» **Exercise requirements**: Set out every row below as a numbered list, leaving out any blank lines.

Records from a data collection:
+ + + + +
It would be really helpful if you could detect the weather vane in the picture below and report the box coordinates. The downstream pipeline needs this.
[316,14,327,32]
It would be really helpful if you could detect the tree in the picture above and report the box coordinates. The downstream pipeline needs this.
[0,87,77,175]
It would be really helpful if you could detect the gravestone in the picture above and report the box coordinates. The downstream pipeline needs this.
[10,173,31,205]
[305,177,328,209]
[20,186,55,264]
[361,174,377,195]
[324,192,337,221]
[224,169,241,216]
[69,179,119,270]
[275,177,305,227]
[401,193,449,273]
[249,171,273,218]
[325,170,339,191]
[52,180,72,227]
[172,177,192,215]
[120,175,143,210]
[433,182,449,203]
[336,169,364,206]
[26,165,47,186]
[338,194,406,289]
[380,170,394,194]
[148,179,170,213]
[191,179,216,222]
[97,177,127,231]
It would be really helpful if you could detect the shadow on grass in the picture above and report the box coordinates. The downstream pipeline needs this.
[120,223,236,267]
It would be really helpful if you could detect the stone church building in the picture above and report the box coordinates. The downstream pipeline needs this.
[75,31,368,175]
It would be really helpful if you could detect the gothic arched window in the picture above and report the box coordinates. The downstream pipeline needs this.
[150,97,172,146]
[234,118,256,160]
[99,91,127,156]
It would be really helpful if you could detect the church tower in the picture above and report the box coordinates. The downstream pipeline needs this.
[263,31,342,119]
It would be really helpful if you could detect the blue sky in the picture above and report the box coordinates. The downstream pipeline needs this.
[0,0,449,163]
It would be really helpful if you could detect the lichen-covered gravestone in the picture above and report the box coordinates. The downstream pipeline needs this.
+ + + + +
» **Result of the exercise**:
1. It would be really helpful if you could detect the weather vane in the picture below and report the box coordinates. The downstream pipeline needs this.
2. [316,14,327,32]
3. It would be really helpful if you could detect the tree in the picture above and report the box coordinates. The downstream pipeline needs this.
4. [0,87,77,175]
5. It would be really helpful if you could detect the gravestone in the picture above and report the box coordinates. The downstream pipeline needs this.
6. [10,173,31,205]
7. [305,177,328,209]
8. [20,186,55,264]
9. [361,174,377,195]
10. [324,192,337,221]
11. [224,169,241,216]
12. [69,179,119,270]
13. [275,177,305,227]
14. [401,193,449,273]
15. [249,171,273,218]
16. [325,170,339,191]
17. [52,180,72,227]
18. [172,177,192,215]
19. [120,175,143,210]
20. [433,182,449,203]
21. [336,169,364,206]
22. [26,165,47,186]
23. [338,194,406,289]
24. [380,170,394,194]
25. [148,179,170,213]
26. [191,179,216,222]
27. [97,177,127,231]
28. It would be really helpful if you could detect the shadow on grass in the picture above and report the box coordinates. The downstream pipeline needs this.
29. [120,223,236,267]
30. It would be really helpful if you could detect the stone church building in the picture above and report the box coordinates. The downstream pipeline needs this.
31. [75,31,368,175]
32. It would be really helpful if you could detect the gothic arched window in the picture above and report the box coordinates. The downstream pipeline needs this.
33. [150,97,172,146]
34. [234,118,256,160]
35. [99,91,127,156]
36. It would be really helpful if you could detect the church tower in the picture above and report the box coordinates. The downstream pipeline needs this.
37. [263,31,342,119]
38. It would be really helpful if you could detect the blue sky in the picture above and report the box coordinates. The downstream pipeline needs this.
39. [0,0,449,163]
40. It would be really helpful if you could detect the lichen-covered gravestone in the picture above and report the box coordinates. The downstream pipeline needs this.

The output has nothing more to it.